MM. [B] et [L] [W] ont relevé appel de cette décision par déclaration du 13 novembre 2013.
Dans leurs dernières conclusions signifiées le 6 juin 2014, ils demandent à la cour d'infirmer en toutes ses dispositions le jugement déféré, de débouter la société Prodition de toutes ses demandes, de déclarer prescrite, irrecevable et en tout cas mal fondée, l'action de la société Prodition, subsidiairement, de les dire bien fondés, au visa de l'article 786, alinéa 2, du code civil, à solliciter la décharge complète de l'obligation à la dette successorale qu'ils avaient motif légitime d'ignorer au moment de l'acceptation de la succession, encore plus subsidiairement, de confirmer la décision des premiers juges quant au quantum de la condamnation en rejetant toute prétention contraire de la société Prodition, de condamner cette dernière à leur payer à chacun la somme de 10 000 euros à titre de dommages-intérêts ainsi que la somme de 20 000 euros sur le fondement de l'article 700 du code de procédure civile et de la condamner aux entiers dépens.
Dans ses dernières conclusions signifiées le 8 avril 2014, la société Prodition demande à la cour de confirmer le jugement déféré sauf quant au quantum des condamnations prononcées à son profit et, statuant à nouveau, de condamner solidairement les consorts [W] à lui payer la somme totale de 442 938 euros à laquelle s'ajoutera la valeur des propriétés reçues par donation évaluée à leur valeur vénale au jour de l'arrêt à intervenir, le tout assorti des intérêts au taux légal à compter du 20 février 2012, de les condamner sous la même solidarité à lui payer la somme de 50 000 euros par application des dispositions de l'article 700 du code de procédure civile ainsi qu'aux dépens.

• [TÂCHES À RÉALISER]:
- A) Recopiez le passage de l'extrait allant de « Dans ses dernières » jusqu'à « ainsi qu'aux dépens. ».
- B) Indiquez si chacune des affirmations suivantes est conforme à l'extrait, en répondant par oui ou par non et en citant à l'identique les mots de l'extrait qui tranchent : (i) l'appel a été relevé par une déclaration datée du 13 novembre 2013 ; (ii) la société Prodition a signifié ses dernières conclusions le 6 juin 2014 ; (iii) les appelants réclament 20 000 euros au titre de l'article 700 du code de procédure civile.
Les données ci-dessous sont issues d'une autre source.

• [DONNÉES]:
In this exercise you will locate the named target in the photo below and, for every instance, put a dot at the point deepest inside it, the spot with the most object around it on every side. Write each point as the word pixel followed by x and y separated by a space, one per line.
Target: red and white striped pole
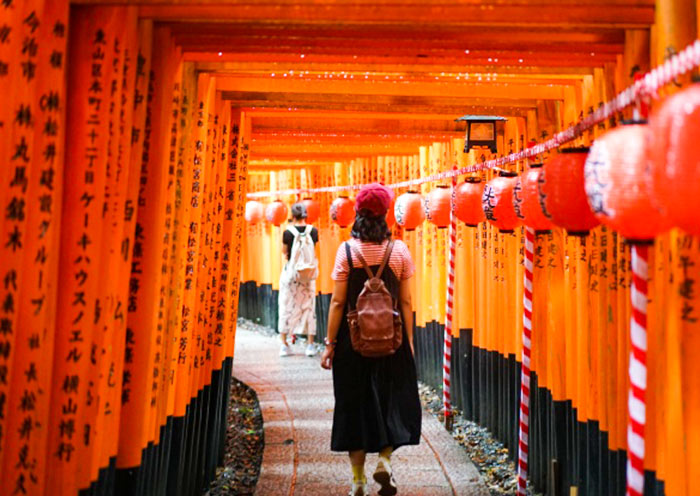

• [RÉPONSES ATTENDUES]:
- A)
Dans ses dernières conclusions signifiées le 8 avril 2014, la société Prodition demande à la cour de confirmer le jugement déféré sauf quant au quantum des condamnations prononcées à son profit et, statuant à nouveau, de condamner solidairement les consorts [W] à lui payer la somme totale de 442 938 euros à laquelle s'ajoutera la valeur des propriétés reçues par donation évaluée à leur valeur vénale au jour de l'arrêt à intervenir, le tout assorti des intérêts au taux légal à compter du 20 février 2012, de les condamner sous la même solidarité à lui payer la somme de 50 000 euros par application des dispositions de l'article 700 du code de procédure civile ainsi qu'aux dépens.

- B)
(i) Oui : « par déclaration du 13 novembre 2013 ».
(ii) Non : « Dans ses dernières conclusions signifiées le 8 avril 2014, la société Prodition ».
(iii) Oui : « la somme de 20 000 euros sur le fondement de l'article 700 du code de procédure civile ».